* [Written instruction]: Edit the material below by changing every "keypoint" to "marker" and keeping everything else the same. Leave the pictures out of your answer.
* * * * *
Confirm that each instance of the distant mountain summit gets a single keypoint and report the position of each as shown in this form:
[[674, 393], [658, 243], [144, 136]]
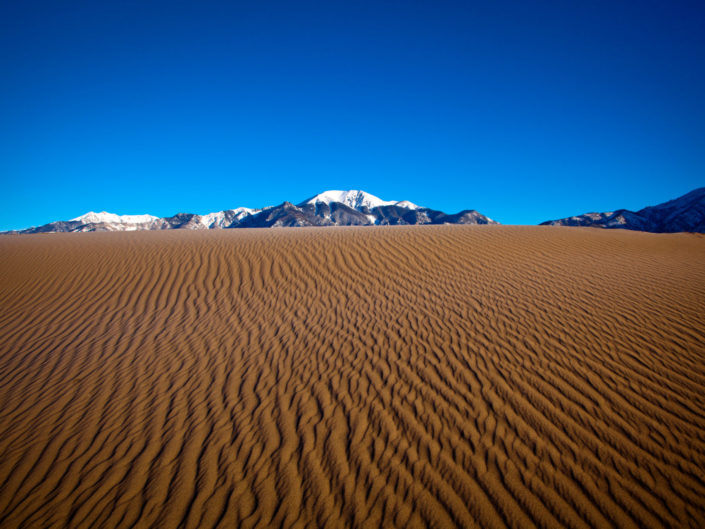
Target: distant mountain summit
[[330, 208], [686, 213]]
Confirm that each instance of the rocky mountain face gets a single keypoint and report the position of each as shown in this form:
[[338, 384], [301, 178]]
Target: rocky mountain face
[[330, 208], [686, 213]]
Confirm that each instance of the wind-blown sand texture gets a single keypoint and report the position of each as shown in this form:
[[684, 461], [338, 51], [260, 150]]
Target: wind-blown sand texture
[[443, 376]]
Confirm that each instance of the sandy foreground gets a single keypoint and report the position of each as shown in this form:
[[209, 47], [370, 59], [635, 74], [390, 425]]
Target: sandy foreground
[[423, 376]]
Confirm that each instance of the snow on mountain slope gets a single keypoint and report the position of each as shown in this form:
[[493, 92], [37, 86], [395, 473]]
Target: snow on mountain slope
[[220, 218], [111, 218], [357, 199]]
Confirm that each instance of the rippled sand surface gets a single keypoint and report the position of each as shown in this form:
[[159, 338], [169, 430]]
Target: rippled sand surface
[[424, 376]]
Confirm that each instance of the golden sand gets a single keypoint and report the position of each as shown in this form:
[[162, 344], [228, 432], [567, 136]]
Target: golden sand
[[434, 376]]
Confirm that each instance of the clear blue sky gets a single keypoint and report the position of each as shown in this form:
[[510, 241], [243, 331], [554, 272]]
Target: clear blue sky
[[525, 111]]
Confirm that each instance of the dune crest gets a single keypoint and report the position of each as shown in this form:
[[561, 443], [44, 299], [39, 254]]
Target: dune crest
[[421, 376]]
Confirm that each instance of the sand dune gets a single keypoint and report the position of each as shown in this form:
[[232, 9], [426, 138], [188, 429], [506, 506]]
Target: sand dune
[[439, 376]]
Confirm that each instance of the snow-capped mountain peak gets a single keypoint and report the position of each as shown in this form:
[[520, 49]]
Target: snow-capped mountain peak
[[356, 199], [111, 218]]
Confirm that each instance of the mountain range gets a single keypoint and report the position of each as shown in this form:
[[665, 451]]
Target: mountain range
[[685, 213], [358, 208], [330, 208]]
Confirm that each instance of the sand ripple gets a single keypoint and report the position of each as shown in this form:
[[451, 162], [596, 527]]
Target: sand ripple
[[433, 376]]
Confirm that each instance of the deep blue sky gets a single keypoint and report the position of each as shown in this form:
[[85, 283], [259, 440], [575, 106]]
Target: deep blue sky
[[525, 111]]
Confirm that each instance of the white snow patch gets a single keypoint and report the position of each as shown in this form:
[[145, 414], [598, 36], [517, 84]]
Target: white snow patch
[[357, 199], [104, 216]]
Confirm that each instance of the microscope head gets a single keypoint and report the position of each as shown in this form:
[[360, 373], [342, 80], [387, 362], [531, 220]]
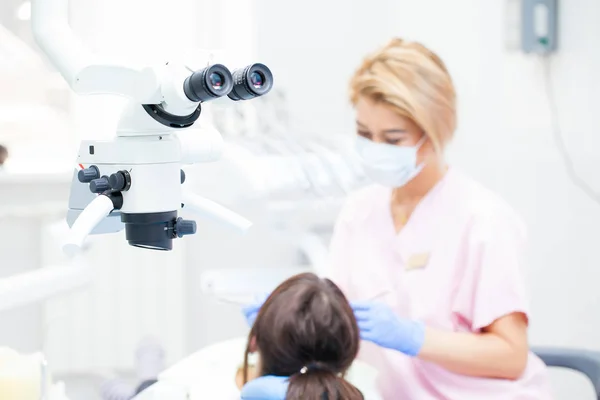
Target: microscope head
[[135, 180]]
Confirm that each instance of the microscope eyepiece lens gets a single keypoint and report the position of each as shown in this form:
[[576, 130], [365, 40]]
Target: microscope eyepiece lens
[[209, 83], [257, 79], [216, 80], [250, 82]]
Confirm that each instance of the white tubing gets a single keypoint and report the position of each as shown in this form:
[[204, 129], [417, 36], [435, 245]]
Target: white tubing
[[207, 208], [91, 216]]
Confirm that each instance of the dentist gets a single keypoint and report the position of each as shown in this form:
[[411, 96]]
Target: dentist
[[445, 250]]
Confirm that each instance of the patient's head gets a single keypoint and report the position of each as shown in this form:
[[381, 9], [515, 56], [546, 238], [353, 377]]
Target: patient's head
[[306, 330]]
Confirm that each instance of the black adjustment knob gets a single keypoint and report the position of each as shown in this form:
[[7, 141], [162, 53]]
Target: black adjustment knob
[[88, 174], [100, 185], [185, 227], [120, 181]]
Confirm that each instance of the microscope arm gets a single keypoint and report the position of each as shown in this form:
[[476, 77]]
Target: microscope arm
[[209, 209], [83, 71], [90, 217]]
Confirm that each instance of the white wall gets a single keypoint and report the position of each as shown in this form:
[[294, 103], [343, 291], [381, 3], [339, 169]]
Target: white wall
[[504, 137]]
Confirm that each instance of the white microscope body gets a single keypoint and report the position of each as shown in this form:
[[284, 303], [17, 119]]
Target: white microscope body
[[134, 181]]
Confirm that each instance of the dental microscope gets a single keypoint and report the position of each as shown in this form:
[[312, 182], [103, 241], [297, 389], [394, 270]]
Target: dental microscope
[[134, 181]]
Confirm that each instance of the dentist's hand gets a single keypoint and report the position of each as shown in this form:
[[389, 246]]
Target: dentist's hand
[[378, 324], [251, 311], [265, 388]]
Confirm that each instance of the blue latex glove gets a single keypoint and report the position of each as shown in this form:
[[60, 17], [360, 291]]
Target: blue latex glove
[[251, 311], [265, 388], [378, 324]]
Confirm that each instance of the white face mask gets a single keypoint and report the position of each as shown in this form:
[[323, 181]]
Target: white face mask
[[387, 164]]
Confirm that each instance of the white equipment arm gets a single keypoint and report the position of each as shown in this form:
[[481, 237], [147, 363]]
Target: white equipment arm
[[83, 71], [91, 216], [209, 209]]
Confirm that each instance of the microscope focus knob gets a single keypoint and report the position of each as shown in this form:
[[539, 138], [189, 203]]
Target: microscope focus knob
[[185, 227], [88, 174], [100, 185], [120, 181]]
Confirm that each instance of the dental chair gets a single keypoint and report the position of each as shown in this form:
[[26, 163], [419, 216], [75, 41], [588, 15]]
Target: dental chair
[[583, 361]]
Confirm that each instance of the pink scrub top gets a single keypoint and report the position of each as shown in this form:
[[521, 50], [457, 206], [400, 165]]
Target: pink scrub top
[[455, 265]]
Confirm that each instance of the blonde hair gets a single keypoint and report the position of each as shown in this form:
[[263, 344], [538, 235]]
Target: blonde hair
[[415, 82]]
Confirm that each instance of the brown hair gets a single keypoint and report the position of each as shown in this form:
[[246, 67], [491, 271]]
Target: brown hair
[[414, 82], [306, 330]]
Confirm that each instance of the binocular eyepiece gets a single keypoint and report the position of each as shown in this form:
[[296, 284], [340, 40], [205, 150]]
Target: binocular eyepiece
[[217, 81]]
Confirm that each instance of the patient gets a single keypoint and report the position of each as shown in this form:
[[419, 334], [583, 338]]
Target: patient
[[306, 330]]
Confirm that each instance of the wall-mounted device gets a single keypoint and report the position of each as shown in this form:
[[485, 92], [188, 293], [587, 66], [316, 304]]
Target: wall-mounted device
[[539, 26]]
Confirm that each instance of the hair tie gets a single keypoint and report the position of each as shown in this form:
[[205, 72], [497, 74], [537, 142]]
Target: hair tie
[[316, 366]]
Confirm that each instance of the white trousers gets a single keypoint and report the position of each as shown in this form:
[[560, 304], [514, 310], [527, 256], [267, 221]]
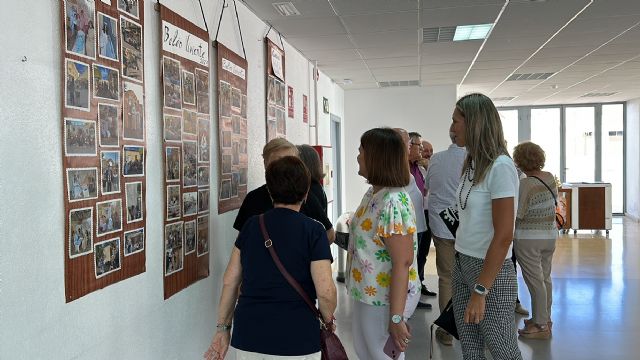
* * * * *
* [Result below]:
Confirm that each instance of the distant mountain summit gets a single marker and report the position of each as shown in this form:
[[674, 393], [658, 243], [144, 136]]
Target: distant mountain summit
[[330, 208], [686, 213]]
Confirm that each instance of the rocky mountain face gets a single marker and report the position of each as shown in this form:
[[338, 384], [301, 178]]
Target: rocky mountain face
[[330, 208], [686, 213]]
Confirm that each instance of the wind-blown sand texture gets a single marker and report the position of each as shown in this form:
[[684, 461], [338, 51], [260, 150]]
Target: wind-blown sand texture
[[443, 376]]
Confirm that each instance of the sandy foreground gets a single marker and report the position of each as shown in this form:
[[209, 47], [370, 59], [635, 74], [390, 425]]
Target: sandy foreground
[[423, 376]]
Confirm that each instance of the snow on mountain slope gets a single marker and report the position of each as shown in this form:
[[493, 92], [37, 86], [395, 473]]
Target: snow on mountain slope
[[220, 218], [111, 218], [357, 199]]
Confirm that each instance of the rippled sand surface gets a single marker and report the position of each as shown in this form:
[[159, 338], [169, 430]]
Target: rippled sand surface
[[424, 376]]
Confirm that each instance of the golden sand gets a single marker and report the position of each as shown in this form:
[[162, 344], [228, 432], [567, 136]]
Target: golden sand
[[434, 376]]
Confirm that each instance of the clear blue sky gets a single marker and report the position of each as shown in this form:
[[510, 241], [243, 331], [554, 272]]
Target: clear blue sky
[[525, 111]]
Confirm that each instance of the dune crest gets a single marker and report the position of each as shown in this form:
[[561, 443], [44, 299], [39, 254]]
Target: dune crest
[[421, 376]]
Confirm that each instance of the sand dune gets a single marker and report the position of each as shown in this form:
[[232, 9], [426, 138], [188, 429], [506, 506]]
Target: sand dune
[[439, 376]]
Confirm that each instance of the snow-capped mountain peak gets a single marker and report the position of each as shown in this form:
[[520, 49]]
Target: snow-capped mountain peak
[[356, 199], [111, 218]]
Confirm that each instance of the mountain range gets a single marker and report the position of each as shown in this form:
[[665, 451]]
Target: mountain range
[[685, 213], [358, 208], [330, 208]]
Confirm that each instance of the sand ripple gets a single marker and report the position of each as shown in this form:
[[451, 162], [596, 527]]
Target: sand ripple
[[433, 376]]
Confirm that each instance of the deep blue sky gets a single marker and report the position of each as shown in this form:
[[85, 283], [259, 440], [575, 106]]
Target: deep blue sky
[[525, 111]]
Confirm that each instance of the white snow patch gets a single marker and report the position of each as shown in this form:
[[145, 414], [598, 36], [517, 84]]
Target: white snow patch
[[357, 199], [104, 216]]
Confirm that each instance of the microscope head gets a single marker and report the position of each as shown in this form:
[[360, 373], [342, 80], [387, 362], [531, 220]]
Target: microscope head
[[135, 180]]
Confirm that each instance of the microscope eyepiece lens gets a single marker and report the position of each as shown in this form:
[[576, 130], [365, 40]]
Target: microscope eyepiece lens
[[209, 83], [257, 79], [216, 80], [250, 82]]
Confirm that each instance of the white tubing gets a single marker and report the position of each as shown in this form:
[[204, 129], [417, 36], [435, 245]]
Target: white tubing
[[207, 208], [91, 216]]
Confirm that each instance of the dentist gets a single marker and report the position of each as shown in this form:
[[411, 96]]
Target: dentist
[[445, 250]]
Confirm that each instance of the patient's head gets a single marker and report the position of each as shown in this form:
[[381, 9], [515, 56], [546, 238], [353, 377]]
Target: patient's head
[[306, 330]]
Confirm that each instance of the black adjustment knob gets a single marker and report the position of each as shown in this form:
[[7, 141], [162, 53]]
Target: black adjustment knob
[[88, 174], [100, 185], [185, 227], [120, 181]]
Confirm that each instance of the microscope arm gets a single marker and report the position of each as shown in this form:
[[476, 77]]
Target: microscope arm
[[209, 209], [83, 71], [90, 217]]
Confirm that each instance of the white wall gets a single marker and report the position of each as shown in this form:
[[294, 103], [343, 291], [381, 3], [339, 169]]
Target: white wall
[[504, 137]]
Confirm that each instance of the white microscope body gets a single marker and report the position of each as shown in this form:
[[284, 303], [17, 119]]
Target: white microscope body
[[134, 181]]
Confirm that each instance of the dental microscope gets a single marker and report the position of each as shown in this form:
[[312, 182], [103, 241], [297, 389], [394, 270]]
Target: dental microscope
[[134, 181]]
Confirm that each instance of the dentist's hand gets a single marker and report the position of each as shown in this form:
[[389, 246]]
Target: dentist's hand
[[378, 324], [251, 311], [265, 388]]
Confirm that each instance of the blue latex glove gets a single marker and report the position of each as shown in this form:
[[60, 17], [360, 291]]
Target: blue latex glove
[[251, 311], [265, 388], [378, 324]]
Confirm that each instance of the white face mask gets a single marker and report the position of each as shown in this form:
[[323, 181]]
Target: white face mask
[[387, 164]]
Confirm that each instance of the white equipment arm gets a single marker and report the position of each as shown in this form:
[[481, 237], [147, 363]]
Target: white equipment arm
[[83, 71], [91, 216], [209, 209]]
Confirm that each instance of the microscope focus knob gets a single marker and report the position of each as shown in this form:
[[539, 138], [189, 203]]
Target: microscope focus knob
[[185, 227], [88, 174], [100, 185], [120, 181]]
Confirm that each instance of the dental chair gets a single marker and report the position of each as shown in this form:
[[26, 163], [419, 216], [75, 41], [588, 15]]
Target: dental chair
[[583, 361]]
Confirm that each instance of the pink scrub top gets a single marker and report the position of each as shown in this form:
[[521, 50], [457, 206], [400, 165]]
Target: pink scrub top
[[455, 265]]
Confirm that each instance of the blonde hair gets a single marker and report the position of each as shown in this form:
[[263, 344], [538, 235]]
Target: blonde hair
[[415, 82]]
Confirm that each instance of the brown hair gets a single marker and report the position of each as shown in this form:
[[246, 67], [491, 271]]
Target: brown hair
[[414, 82], [306, 330]]
Confirm that each instance of the binocular eyepiece gets a single marker and report the position of each as shown in this form:
[[296, 284], [340, 40], [205, 150]]
Target: binocular eyepiece
[[217, 81]]
Confirm that each instance of the patient gets a single marker and report the position of each as shown in this form:
[[419, 334], [583, 338]]
Target: patient
[[306, 330]]
Confirm that each instance of the wall-mounted device gets a single marker and report the position of each as shown in this form:
[[485, 92], [188, 293], [587, 66], [316, 304]]
Target: wall-mounted device
[[539, 26]]
Confirm that each instance of the hair tie gets a single marker and report the position of each as shown in this form:
[[205, 72], [497, 74], [537, 142]]
Target: hair tie
[[316, 366]]
Confirm that each instance of the white trousers gets a single marker and report the position of each as shown in this form:
[[560, 304], [514, 310], [527, 256], [267, 221]]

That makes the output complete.